• [Items taken from a dataset]
========

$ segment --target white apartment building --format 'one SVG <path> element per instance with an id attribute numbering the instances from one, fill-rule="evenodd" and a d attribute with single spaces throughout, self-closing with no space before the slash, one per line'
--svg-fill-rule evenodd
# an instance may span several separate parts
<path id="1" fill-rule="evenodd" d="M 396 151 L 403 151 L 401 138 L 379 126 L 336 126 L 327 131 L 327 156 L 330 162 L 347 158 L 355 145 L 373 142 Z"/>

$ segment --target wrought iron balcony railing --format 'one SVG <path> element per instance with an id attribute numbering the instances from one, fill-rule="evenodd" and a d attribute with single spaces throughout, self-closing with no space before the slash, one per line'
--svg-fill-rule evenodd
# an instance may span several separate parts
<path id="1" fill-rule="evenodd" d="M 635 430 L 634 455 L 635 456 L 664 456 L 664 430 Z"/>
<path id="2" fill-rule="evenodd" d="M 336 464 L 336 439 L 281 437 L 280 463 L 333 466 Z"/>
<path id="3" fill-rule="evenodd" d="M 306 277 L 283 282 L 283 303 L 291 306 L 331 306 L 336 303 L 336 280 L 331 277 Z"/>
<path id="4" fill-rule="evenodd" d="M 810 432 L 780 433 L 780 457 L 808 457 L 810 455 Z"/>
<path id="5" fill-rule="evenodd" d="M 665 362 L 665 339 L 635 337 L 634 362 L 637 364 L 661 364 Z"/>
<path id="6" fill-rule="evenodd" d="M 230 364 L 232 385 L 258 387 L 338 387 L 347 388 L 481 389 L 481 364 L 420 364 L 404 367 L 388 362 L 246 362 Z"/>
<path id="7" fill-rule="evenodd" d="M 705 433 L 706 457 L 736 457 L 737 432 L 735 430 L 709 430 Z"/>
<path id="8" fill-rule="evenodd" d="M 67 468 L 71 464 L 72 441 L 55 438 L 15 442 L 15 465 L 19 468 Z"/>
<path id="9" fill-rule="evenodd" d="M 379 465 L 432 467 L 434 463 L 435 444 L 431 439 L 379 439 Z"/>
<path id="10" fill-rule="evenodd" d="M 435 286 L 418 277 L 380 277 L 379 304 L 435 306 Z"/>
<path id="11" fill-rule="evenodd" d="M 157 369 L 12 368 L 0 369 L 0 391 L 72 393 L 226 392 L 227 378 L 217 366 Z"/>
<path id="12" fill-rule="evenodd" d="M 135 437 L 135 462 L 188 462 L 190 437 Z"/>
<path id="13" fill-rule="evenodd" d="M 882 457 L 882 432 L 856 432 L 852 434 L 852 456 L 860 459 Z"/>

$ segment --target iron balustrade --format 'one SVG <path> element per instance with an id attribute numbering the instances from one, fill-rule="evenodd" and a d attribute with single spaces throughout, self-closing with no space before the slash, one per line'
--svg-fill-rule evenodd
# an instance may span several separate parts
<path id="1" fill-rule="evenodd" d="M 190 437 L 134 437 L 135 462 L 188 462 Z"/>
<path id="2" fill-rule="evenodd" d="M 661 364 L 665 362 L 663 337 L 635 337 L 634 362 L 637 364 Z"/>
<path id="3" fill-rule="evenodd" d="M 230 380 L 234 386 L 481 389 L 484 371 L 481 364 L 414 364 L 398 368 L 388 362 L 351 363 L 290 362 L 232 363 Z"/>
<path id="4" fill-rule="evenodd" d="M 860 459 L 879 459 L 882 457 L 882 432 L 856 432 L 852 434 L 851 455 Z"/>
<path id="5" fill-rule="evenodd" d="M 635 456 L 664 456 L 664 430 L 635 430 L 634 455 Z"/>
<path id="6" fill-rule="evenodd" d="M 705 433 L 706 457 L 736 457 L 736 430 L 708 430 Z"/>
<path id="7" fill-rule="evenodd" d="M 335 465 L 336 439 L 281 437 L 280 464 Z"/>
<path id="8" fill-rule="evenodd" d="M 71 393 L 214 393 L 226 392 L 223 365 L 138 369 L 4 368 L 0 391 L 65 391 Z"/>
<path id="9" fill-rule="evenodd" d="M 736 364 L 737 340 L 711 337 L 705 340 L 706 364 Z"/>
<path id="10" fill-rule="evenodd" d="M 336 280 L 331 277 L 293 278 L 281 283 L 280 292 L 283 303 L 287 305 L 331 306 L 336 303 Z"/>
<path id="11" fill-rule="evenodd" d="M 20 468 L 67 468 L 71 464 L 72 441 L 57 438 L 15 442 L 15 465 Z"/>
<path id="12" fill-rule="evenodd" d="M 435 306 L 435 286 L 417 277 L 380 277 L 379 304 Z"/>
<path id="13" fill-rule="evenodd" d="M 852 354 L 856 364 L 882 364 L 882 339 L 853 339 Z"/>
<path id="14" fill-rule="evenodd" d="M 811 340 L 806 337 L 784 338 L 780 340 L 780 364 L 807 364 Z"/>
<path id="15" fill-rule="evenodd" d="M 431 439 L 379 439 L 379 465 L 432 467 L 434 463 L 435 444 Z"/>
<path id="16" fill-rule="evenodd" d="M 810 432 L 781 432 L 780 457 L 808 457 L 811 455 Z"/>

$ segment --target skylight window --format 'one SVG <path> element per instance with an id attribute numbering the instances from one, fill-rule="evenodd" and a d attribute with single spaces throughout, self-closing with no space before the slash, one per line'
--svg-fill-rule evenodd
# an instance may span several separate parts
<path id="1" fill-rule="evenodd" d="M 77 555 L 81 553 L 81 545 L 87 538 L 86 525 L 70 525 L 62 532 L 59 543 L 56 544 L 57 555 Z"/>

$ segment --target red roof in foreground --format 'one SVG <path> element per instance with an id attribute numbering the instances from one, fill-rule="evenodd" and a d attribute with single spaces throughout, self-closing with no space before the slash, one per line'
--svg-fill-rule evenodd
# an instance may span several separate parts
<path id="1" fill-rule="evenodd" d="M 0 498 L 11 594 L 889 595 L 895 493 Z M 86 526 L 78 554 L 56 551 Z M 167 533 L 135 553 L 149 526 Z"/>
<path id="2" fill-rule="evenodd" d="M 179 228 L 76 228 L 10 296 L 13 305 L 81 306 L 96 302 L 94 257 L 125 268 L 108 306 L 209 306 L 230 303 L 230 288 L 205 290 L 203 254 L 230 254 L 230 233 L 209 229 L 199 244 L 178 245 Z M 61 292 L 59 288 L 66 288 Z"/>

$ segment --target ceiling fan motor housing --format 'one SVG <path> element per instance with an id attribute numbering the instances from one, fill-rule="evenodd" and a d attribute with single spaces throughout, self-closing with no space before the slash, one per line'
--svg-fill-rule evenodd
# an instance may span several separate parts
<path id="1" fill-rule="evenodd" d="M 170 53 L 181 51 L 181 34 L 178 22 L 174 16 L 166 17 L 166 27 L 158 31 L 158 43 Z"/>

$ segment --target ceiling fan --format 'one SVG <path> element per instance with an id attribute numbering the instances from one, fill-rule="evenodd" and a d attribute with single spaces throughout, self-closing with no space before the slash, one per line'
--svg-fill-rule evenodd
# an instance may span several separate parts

========

• [Direction] Turn every line of the items above into a numbered list, omitting the blank lines.

• [Solved exercise]
1. $ segment --target white apartment building --format 'one SVG <path> element per instance with an id attribute numbering the instances from one, fill-rule="evenodd" and a d attribute with single spaces throughout, self-closing with no space before the slash, one per line'
2. --svg-fill-rule evenodd
3. # an instance may span several separate parts
4. <path id="1" fill-rule="evenodd" d="M 396 151 L 403 151 L 401 138 L 379 126 L 336 126 L 327 131 L 327 156 L 330 162 L 347 158 L 355 145 L 373 142 Z"/>
5. $ segment --target wrought iron balcony railing --format 'one SVG <path> element per instance with an id attribute numbering the instances from one, fill-rule="evenodd" and a d attribute with single spaces throughout, self-closing with no space before the slash, one per line'
6. --svg-fill-rule evenodd
7. # an instance may span several separate parts
8. <path id="1" fill-rule="evenodd" d="M 635 430 L 634 455 L 635 456 L 664 456 L 664 430 Z"/>
9. <path id="2" fill-rule="evenodd" d="M 336 464 L 336 439 L 281 437 L 280 463 L 333 466 Z"/>
10. <path id="3" fill-rule="evenodd" d="M 306 277 L 283 282 L 283 303 L 291 306 L 331 306 L 336 303 L 336 280 L 331 277 Z"/>
11. <path id="4" fill-rule="evenodd" d="M 810 432 L 780 433 L 780 457 L 808 457 L 810 455 Z"/>
12. <path id="5" fill-rule="evenodd" d="M 665 362 L 665 339 L 635 337 L 634 362 L 637 364 L 661 364 Z"/>
13. <path id="6" fill-rule="evenodd" d="M 230 364 L 232 385 L 258 387 L 338 387 L 347 388 L 481 389 L 481 364 L 420 364 L 404 367 L 388 362 L 246 362 Z"/>
14. <path id="7" fill-rule="evenodd" d="M 705 433 L 706 457 L 736 457 L 737 432 L 735 430 L 709 430 Z"/>
15. <path id="8" fill-rule="evenodd" d="M 67 468 L 71 464 L 72 441 L 55 438 L 15 442 L 15 465 L 19 468 Z"/>
16. <path id="9" fill-rule="evenodd" d="M 379 465 L 432 467 L 434 463 L 435 444 L 431 439 L 379 439 Z"/>
17. <path id="10" fill-rule="evenodd" d="M 435 286 L 418 277 L 380 277 L 379 304 L 435 306 Z"/>
18. <path id="11" fill-rule="evenodd" d="M 157 369 L 12 368 L 0 369 L 0 391 L 72 393 L 226 392 L 227 378 L 217 366 Z"/>
19. <path id="12" fill-rule="evenodd" d="M 135 437 L 135 462 L 188 462 L 190 437 Z"/>
20. <path id="13" fill-rule="evenodd" d="M 882 457 L 882 432 L 856 432 L 852 434 L 852 456 L 860 459 Z"/>
21. $ segment --target iron balustrade --format 'one SVG <path> element per instance with an id attribute numbering the instances from one, fill-rule="evenodd" and a d attribute with single spaces throughout, self-closing with no space before the slash, one per line'
22. --svg-fill-rule evenodd
23. # an instance may span several separate parts
24. <path id="1" fill-rule="evenodd" d="M 190 437 L 134 437 L 135 462 L 188 462 Z"/>
25. <path id="2" fill-rule="evenodd" d="M 661 364 L 665 362 L 663 337 L 635 337 L 634 362 L 637 364 Z"/>
26. <path id="3" fill-rule="evenodd" d="M 230 380 L 234 386 L 481 389 L 484 371 L 481 364 L 414 364 L 398 368 L 388 362 L 351 363 L 290 362 L 232 363 Z"/>
27. <path id="4" fill-rule="evenodd" d="M 860 459 L 879 459 L 882 457 L 882 432 L 856 432 L 852 434 L 851 455 Z"/>
28. <path id="5" fill-rule="evenodd" d="M 635 456 L 664 456 L 664 430 L 635 430 L 634 455 Z"/>
29. <path id="6" fill-rule="evenodd" d="M 705 433 L 706 457 L 736 457 L 736 430 L 708 430 Z"/>
30. <path id="7" fill-rule="evenodd" d="M 335 465 L 336 439 L 281 437 L 280 464 Z"/>
31. <path id="8" fill-rule="evenodd" d="M 71 393 L 214 393 L 226 392 L 223 365 L 138 369 L 4 368 L 0 391 L 65 391 Z"/>
32. <path id="9" fill-rule="evenodd" d="M 736 364 L 737 340 L 711 337 L 705 340 L 706 364 Z"/>
33. <path id="10" fill-rule="evenodd" d="M 336 280 L 331 277 L 293 278 L 281 283 L 280 292 L 283 303 L 287 305 L 331 306 L 336 303 Z"/>
34. <path id="11" fill-rule="evenodd" d="M 20 468 L 67 468 L 71 464 L 72 441 L 57 438 L 15 442 L 15 465 Z"/>
35. <path id="12" fill-rule="evenodd" d="M 435 306 L 435 286 L 417 277 L 380 277 L 379 304 Z"/>
36. <path id="13" fill-rule="evenodd" d="M 852 354 L 856 364 L 882 364 L 882 339 L 853 339 Z"/>
37. <path id="14" fill-rule="evenodd" d="M 811 340 L 806 337 L 784 338 L 780 340 L 780 364 L 807 364 Z"/>
38. <path id="15" fill-rule="evenodd" d="M 431 439 L 379 439 L 379 465 L 432 467 L 434 463 L 435 444 Z"/>
39. <path id="16" fill-rule="evenodd" d="M 810 432 L 781 432 L 780 457 L 808 457 L 811 455 Z"/>
40. $ segment --target skylight window --format 'one SVG <path> element per instance with an id attribute numbering the instances from one, fill-rule="evenodd" and a d attribute with single spaces throughout, self-closing with no space before the slash, one per line'
41. --svg-fill-rule evenodd
42. # an instance may span several separate parts
43. <path id="1" fill-rule="evenodd" d="M 77 555 L 81 553 L 81 545 L 87 538 L 86 525 L 70 525 L 62 532 L 59 543 L 56 544 L 57 555 Z"/>
44. $ segment --target red roof in foreground --format 'one SVG <path> element per instance with an id attribute numbering the instances from one, fill-rule="evenodd" and a d attribute with single spaces throughout, self-closing with no space before the slash, one per line'
45. --svg-fill-rule evenodd
46. # an instance may span several separate parts
47. <path id="1" fill-rule="evenodd" d="M 0 498 L 11 594 L 889 595 L 895 493 Z M 86 526 L 78 554 L 56 551 Z M 167 533 L 135 553 L 149 526 Z"/>
48. <path id="2" fill-rule="evenodd" d="M 179 228 L 76 228 L 10 296 L 13 305 L 81 306 L 96 302 L 94 257 L 125 268 L 108 306 L 209 306 L 230 303 L 230 288 L 205 290 L 203 254 L 230 254 L 230 233 L 209 229 L 199 244 L 178 245 Z M 61 292 L 59 288 L 66 288 Z"/>
49. $ segment --target ceiling fan motor housing --format 'one SVG <path> element per instance with an id attribute numbering the instances from one, fill-rule="evenodd" and a d attribute with single spaces throughout, self-closing with no space before the slash, one per line'
50. --svg-fill-rule evenodd
51. # an instance may span several separate parts
52. <path id="1" fill-rule="evenodd" d="M 170 53 L 181 51 L 181 34 L 178 22 L 174 16 L 166 17 L 166 27 L 158 31 L 158 43 Z"/>
53. $ segment --target ceiling fan --format 'one SVG <path> element per instance with an id attribute numbering the instances from one, fill-rule="evenodd" and a d attribute with single spaces throughout, self-closing with no space before the slash, one per line'
54. --svg-fill-rule evenodd
55. # an instance may span several separate parts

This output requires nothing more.